[SET EXERCISE] Present every line of the data below as a numbered list, omitting any blank lines.

[DATA SUPPLIED]
◇ ◇ ◇ ◇

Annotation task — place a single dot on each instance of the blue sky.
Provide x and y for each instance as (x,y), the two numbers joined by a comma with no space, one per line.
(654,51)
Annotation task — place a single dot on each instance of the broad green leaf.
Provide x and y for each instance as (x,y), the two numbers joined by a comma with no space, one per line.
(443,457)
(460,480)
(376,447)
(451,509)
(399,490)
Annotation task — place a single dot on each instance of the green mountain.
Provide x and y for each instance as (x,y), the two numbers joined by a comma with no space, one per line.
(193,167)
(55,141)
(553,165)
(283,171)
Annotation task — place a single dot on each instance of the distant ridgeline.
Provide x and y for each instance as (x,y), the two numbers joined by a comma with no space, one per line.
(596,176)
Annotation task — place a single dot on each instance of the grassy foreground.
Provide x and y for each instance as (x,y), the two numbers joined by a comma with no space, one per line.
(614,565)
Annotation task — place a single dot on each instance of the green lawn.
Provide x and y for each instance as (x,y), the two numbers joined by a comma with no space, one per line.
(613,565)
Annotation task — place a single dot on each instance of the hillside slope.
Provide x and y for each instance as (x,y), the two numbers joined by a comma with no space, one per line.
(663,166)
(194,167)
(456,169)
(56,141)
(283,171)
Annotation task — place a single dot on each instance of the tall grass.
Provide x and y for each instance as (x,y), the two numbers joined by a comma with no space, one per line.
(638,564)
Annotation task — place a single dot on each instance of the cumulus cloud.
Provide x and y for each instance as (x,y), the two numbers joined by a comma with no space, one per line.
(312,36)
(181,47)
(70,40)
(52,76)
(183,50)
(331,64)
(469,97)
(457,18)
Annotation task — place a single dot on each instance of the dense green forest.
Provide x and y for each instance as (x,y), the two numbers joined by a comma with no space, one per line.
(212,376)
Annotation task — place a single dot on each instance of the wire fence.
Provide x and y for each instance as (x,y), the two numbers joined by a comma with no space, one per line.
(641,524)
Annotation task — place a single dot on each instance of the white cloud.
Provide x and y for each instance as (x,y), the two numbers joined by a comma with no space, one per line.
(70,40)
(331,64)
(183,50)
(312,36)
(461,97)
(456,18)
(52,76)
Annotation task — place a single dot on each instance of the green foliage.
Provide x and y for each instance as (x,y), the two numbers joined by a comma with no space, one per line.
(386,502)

◇ ◇ ◇ ◇

[THE REPLY]
1. Annotation task — place a single dot on each instance of the blue sky.
2. Provide x and y for each instance as (x,y), the two numbers joined by a comma with no space, one per line.
3. (654,51)
4. Annotation task — place a single dot on each instance of the broad green leaf.
5. Provide x and y for each instance as (x,y), the two numbers joined by a comma with no space, one per line.
6. (443,457)
7. (460,480)
8. (376,447)
9. (451,509)
10. (399,490)
11. Annotation task — place a single dot on each instance of the green mountain.
12. Provide x and y for each instance as (x,y), the two numbers joined by a comma with no space, one per line.
13. (193,167)
14. (55,141)
15. (553,165)
16. (283,171)
17. Annotation task — place a single dot on each instance of the distant ridgeline.
18. Provide x and y for each instance as (x,y), the two numbers joined by a comma with no space, one per line.
19. (596,176)
20. Annotation task — place a single dot on each instance of the grassy foreground.
21. Provide x and y for each instance as (x,y), the two numbers joined by a comma with no space, one per line.
22. (614,565)
23. Annotation task — place a single dot on each instance of the green lawn.
24. Provide x and y for each instance as (x,y), the two numbers joined by a comma with no space, one per line.
25. (613,565)
26. Annotation task — place a single dot on each instance of the hillside slope.
27. Provide x and y for each instance as (x,y), the two numbers joined by a comma with no space, one per line.
28. (663,166)
29. (194,167)
30. (456,169)
31. (56,141)
32. (283,171)
33. Annotation task — place a single dot on each instance of the tall grass.
34. Provide x and y for each instance as (x,y), the two numbers joined by a comma with no space, one per line.
35. (638,564)
36. Annotation task — place a single dot on each instance of the cumulus cloud.
37. Provide x and y for each instance as (x,y), the two numbers joined by a comma with no space, one per line.
38. (312,36)
39. (181,47)
40. (70,40)
41. (52,76)
42. (183,50)
43. (331,64)
44. (469,97)
45. (457,18)
46. Annotation task — place a single dot on each instance of the dense green forest.
47. Provide x and y for each instance as (x,y), the two numbers joined by a comma with no space, one per line.
48. (212,376)
49. Annotation task — place a single dot on each instance of the wire fence.
50. Provide x and y for each instance as (x,y), the two numbers joined by a comma with no space, one per line.
51. (641,524)
52. Annotation task — place a single dot on each instance of the white cloud.
53. Provide x and y for each instance as (x,y), the two numbers joined by a comma with no space, one per line.
54. (70,40)
55. (331,64)
56. (183,50)
57. (312,36)
58. (461,97)
59. (456,18)
60. (52,76)
61. Annotation task — place a single dot on each instance of the green foliage.
62. Provide x and y for each instance as (x,y), the two numbers joined by a comma with no space, one per line.
63. (386,502)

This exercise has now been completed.